[Point-based annotation data]
%%

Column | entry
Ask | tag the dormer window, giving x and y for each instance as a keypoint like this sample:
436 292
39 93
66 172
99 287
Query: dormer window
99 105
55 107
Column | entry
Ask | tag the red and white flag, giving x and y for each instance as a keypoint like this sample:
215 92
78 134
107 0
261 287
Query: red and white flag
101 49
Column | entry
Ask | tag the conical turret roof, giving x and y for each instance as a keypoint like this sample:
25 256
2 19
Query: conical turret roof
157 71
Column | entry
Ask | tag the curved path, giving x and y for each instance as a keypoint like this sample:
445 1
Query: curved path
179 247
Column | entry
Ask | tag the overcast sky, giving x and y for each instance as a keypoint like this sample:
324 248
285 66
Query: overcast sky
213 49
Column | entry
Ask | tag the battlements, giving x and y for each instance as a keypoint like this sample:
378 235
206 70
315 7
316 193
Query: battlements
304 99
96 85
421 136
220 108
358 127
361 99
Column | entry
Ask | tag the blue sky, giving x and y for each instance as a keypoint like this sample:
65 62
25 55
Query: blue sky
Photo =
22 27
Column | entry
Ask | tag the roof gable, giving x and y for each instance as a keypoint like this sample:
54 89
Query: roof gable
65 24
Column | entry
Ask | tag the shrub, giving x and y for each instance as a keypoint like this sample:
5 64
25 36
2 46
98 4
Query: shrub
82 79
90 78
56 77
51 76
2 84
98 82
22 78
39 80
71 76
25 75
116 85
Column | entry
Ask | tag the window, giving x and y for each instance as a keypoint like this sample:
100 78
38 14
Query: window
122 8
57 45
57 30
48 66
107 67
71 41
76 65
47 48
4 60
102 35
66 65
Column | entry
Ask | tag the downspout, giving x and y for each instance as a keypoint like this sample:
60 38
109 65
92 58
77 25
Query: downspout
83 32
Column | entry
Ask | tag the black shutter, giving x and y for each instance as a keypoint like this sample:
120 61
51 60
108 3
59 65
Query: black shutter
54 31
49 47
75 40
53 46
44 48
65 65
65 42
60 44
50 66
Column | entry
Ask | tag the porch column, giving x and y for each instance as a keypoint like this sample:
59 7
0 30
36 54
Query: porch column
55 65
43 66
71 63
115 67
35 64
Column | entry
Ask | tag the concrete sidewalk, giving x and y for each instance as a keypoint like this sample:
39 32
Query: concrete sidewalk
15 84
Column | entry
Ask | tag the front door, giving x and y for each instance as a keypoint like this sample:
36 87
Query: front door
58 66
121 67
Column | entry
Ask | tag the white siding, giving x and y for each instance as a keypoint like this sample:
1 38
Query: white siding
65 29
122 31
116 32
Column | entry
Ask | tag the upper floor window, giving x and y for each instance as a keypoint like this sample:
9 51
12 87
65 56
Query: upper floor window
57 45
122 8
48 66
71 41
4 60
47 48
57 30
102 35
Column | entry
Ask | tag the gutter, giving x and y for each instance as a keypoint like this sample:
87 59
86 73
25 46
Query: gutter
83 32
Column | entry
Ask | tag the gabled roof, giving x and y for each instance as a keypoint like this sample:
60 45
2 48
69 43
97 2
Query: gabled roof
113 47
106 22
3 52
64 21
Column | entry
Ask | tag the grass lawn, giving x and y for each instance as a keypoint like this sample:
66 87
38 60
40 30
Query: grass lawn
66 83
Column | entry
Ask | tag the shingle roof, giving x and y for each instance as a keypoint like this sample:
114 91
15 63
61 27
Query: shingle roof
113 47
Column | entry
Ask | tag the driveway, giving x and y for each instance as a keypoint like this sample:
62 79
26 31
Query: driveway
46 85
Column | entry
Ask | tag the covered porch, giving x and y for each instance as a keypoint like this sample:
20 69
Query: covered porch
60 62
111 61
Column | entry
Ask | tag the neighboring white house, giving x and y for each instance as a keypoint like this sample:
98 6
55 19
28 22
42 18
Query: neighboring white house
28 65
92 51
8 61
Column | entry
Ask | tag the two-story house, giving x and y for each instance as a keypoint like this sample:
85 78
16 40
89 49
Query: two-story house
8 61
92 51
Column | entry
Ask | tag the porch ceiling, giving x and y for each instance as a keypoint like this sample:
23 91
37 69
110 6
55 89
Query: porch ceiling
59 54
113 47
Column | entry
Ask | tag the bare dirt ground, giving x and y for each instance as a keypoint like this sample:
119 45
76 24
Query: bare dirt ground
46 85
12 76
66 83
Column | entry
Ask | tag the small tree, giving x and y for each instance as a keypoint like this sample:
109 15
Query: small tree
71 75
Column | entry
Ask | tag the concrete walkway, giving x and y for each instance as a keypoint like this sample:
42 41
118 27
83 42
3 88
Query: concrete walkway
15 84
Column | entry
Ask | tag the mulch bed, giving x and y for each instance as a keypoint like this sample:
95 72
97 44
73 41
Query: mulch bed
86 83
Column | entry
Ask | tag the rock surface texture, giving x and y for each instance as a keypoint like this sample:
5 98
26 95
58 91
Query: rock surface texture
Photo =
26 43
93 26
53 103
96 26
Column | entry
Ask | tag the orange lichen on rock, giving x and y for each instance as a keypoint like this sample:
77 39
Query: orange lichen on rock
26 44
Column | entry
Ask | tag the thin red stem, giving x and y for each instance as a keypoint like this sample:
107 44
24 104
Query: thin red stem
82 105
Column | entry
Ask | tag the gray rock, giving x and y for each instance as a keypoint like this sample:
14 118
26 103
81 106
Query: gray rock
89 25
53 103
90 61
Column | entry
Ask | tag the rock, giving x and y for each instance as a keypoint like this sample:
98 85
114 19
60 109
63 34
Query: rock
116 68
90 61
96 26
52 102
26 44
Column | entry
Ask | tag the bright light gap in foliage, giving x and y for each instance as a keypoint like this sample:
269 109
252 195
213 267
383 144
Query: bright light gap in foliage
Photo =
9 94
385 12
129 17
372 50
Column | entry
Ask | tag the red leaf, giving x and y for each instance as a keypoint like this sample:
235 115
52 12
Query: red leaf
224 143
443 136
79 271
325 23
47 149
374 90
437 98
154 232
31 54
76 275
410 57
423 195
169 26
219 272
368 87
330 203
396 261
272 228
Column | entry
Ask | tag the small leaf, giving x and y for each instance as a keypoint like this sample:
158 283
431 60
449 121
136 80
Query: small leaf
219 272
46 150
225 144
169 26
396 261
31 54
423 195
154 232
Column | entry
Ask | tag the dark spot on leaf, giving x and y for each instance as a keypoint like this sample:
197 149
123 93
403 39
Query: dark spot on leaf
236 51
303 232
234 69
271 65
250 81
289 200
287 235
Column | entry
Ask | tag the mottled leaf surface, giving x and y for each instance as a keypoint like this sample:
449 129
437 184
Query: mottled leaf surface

%%

• **THE PROBLEM**
Return each entry from above without altering a single character.

• **RESULT FOR THIS TASK**
Column | entry
Ask | tag the dormer window, giving x and y for each instance as a keypoint like this sample:
436 292
39 93
66 172
99 287
Query: dormer window
99 105
55 107
Column | entry
Ask | tag the red and white flag, giving x and y for each instance as a keypoint like this sample:
215 92
78 134
107 0
261 287
Query: red and white flag
101 49
Column | entry
Ask | tag the conical turret roof, giving x and y for each instance as a keypoint like this sample:
25 256
2 19
Query: conical turret roof
157 71
Column | entry
Ask | tag the curved path, giving x and y for each instance as a keypoint like this sample:
445 1
Query: curved path
179 247
Column | entry
Ask | tag the overcast sky, giving x and y for each instance as a keypoint like this sample:
324 248
285 66
Query: overcast sky
213 49
Column | entry
Ask | tag the battlements, giving x and y for each instance as a keypoint like this sample:
378 235
206 70
315 7
316 193
Query: battlements
304 99
96 85
421 136
220 108
358 127
361 99
Column | entry
Ask | tag the blue sky, giving x and y for each instance as a keypoint like this sample:
65 62
25 55
Query: blue sky
Photo =
22 27
Column | entry
Ask | tag the roof gable, giving x and y for each instance as a keypoint like this sample:
54 89
Query: roof gable
65 24
Column | entry
Ask | tag the shrub, giving x and y for each instance as a keypoint like this sample:
5 64
25 36
2 46
98 4
Query: shrub
82 79
90 78
56 77
51 76
2 84
98 82
22 78
39 80
71 76
25 75
116 85
Column | entry
Ask | tag the window, giving x and y for each instance as a keypoint like this sample:
100 78
38 14
Query: window
122 8
57 45
57 30
48 66
107 67
71 41
76 65
47 48
4 60
102 35
66 65
Column | entry
Ask | tag the downspout, giving x and y for each instance as a keypoint like this sample:
60 38
109 65
92 58
77 25
Query: downspout
83 32
Column | entry
Ask | tag the black shutter, giving x and y for each instance as a keypoint like this sample:
120 61
51 60
108 3
59 65
Query: black shutter
54 31
49 47
75 40
53 46
44 48
65 65
65 42
60 44
50 66
Column | entry
Ask | tag the porch column, giving x and y for each instance as a keypoint like this sample:
59 7
0 30
36 54
Query: porch column
55 65
43 66
71 63
115 67
35 64
Column | entry
Ask | tag the concrete sidewalk, giving x and y for each instance as a keypoint like this sample:
39 32
Query: concrete sidewalk
15 84
Column | entry
Ask | tag the front door, giving x and y for each instance as a keypoint like this sample:
36 87
Query: front door
58 66
121 67
Column | entry
Ask | tag the white siding, giving x and y for each instance as a keypoint like this sample:
1 38
Query: white siding
65 29
122 31
116 32
Column | entry
Ask | tag the upper floor window, giving x and y for each instance as a keypoint like this sample:
9 51
12 87
65 56
Query: upper floor window
57 45
122 8
48 66
71 41
4 60
47 48
57 30
102 35
Column | entry
Ask | tag the gutter, giving x and y for each instance as a keypoint like this sample:
87 59
86 73
25 46
Query: gutter
83 32
Column | entry
Ask | tag the gabled roof, giving x and y for each instance as a keypoint like this sample:
60 45
2 48
69 43
97 2
Query: gabled roof
113 47
106 22
3 52
64 21
Column | entry
Ask | tag the grass lawn, giving x and y for each instance as a keypoint like this sample:
66 87
38 60
40 30
Query: grass lawn
66 83
Column | entry
Ask | tag the shingle roof, giving x and y for each instance as a keypoint like this sample:
114 91
15 63
61 27
Query: shingle roof
113 47
Column | entry
Ask | tag the driveway, giving x and y for each instance as a keypoint like this sample:
62 79
26 31
Query: driveway
46 85
Column | entry
Ask | tag the covered porch, giving x and y for each instance as a keypoint like this sample:
20 69
Query: covered porch
60 62
111 61
Column | entry
Ask | tag the neighboring white house, giving x and y for each instance as a keypoint like this sample:
98 6
55 19
28 22
42 18
Query: neighboring white house
28 65
92 51
8 61
Column | entry
Ask | tag the two-story house, giving x and y for each instance as a keypoint like this sample:
85 78
16 40
89 49
Query: two-story house
8 61
92 51
Column | entry
Ask | tag the porch ceiling, giving x and y for each instance as a keypoint like this sample:
23 91
37 69
110 6
55 89
Query: porch ceiling
59 54
113 47
Column | entry
Ask | tag the bare dirt ground, giving x and y for each instance as a keypoint like this sample:
119 45
76 24
Query: bare dirt ground
46 85
12 76
66 83
Column | entry
Ask | tag the small tree, giving x and y for each instance as a keypoint like this sample:
109 15
Query: small tree
71 75
Column | entry
Ask | tag the concrete walkway, giving x and y for each instance as a keypoint like this sample:
42 41
118 27
83 42
3 88
Query: concrete walkway
15 84
Column | entry
Ask | tag the mulch bed, giving x and y for each instance as a keypoint like this sample:
95 72
97 44
73 41
Query: mulch bed
86 83
Column | entry
Ask | tag the rock surface texture, giving x and y for each instance as a keypoint like this sample:
5 98
26 95
58 91
Query: rock surface texture
Photo =
26 43
93 26
53 103
96 26
Column | entry
Ask | tag the orange lichen on rock, giving x and y for each instance as a keypoint like this sample:
77 39
Query: orange lichen on rock
26 44
Column | entry
Ask | tag the thin red stem, giving x and y for each instance as a keypoint like this sample:
107 44
24 104
Query: thin red stem
82 105
Column | entry
Ask | tag the gray rock, giving x and y for each instance as a keypoint like this sample:
14 118
26 103
81 106
Query: gray rock
89 25
53 103
90 61
Column | entry
Ask | tag the rock, giving x and y for each instance as a keypoint like this sample:
98 85
114 19
60 109
63 34
Query: rock
116 68
90 61
96 26
52 102
26 44
Column | entry
Ask | tag the bright light gap in foliage, giving x and y for each instance as a keypoint like this sample:
269 109
252 195
213 267
383 144
Query: bright light gap in foliage
Photo =
9 94
385 12
129 17
372 50
Column | entry
Ask | tag the red leaf, giving x and y for each instance as a keypoint like this sample:
235 115
52 12
Query: red leaf
224 143
443 136
79 271
325 23
47 149
374 90
437 98
154 232
31 54
76 275
410 57
423 195
169 26
219 272
368 87
330 203
396 261
272 228
Column | entry
Ask | tag the small leaf, giving x and y for each instance as a keypoint like this sample:
158 283
431 60
449 121
136 80
Query: small leaf
219 272
46 150
225 144
169 26
396 261
31 54
423 195
154 232
Column | entry
Ask | tag the dark spot on leaf, giving x and y for each instance as a keypoint like this sample:
197 149
123 93
403 39
Query: dark spot on leaf
236 51
303 232
234 69
271 65
250 81
289 200
287 235
Column | entry
Ask | tag the mottled leaf surface, giving x and y for each instance as a keypoint like this sample:
449 129
437 184
Query: mottled leaf surface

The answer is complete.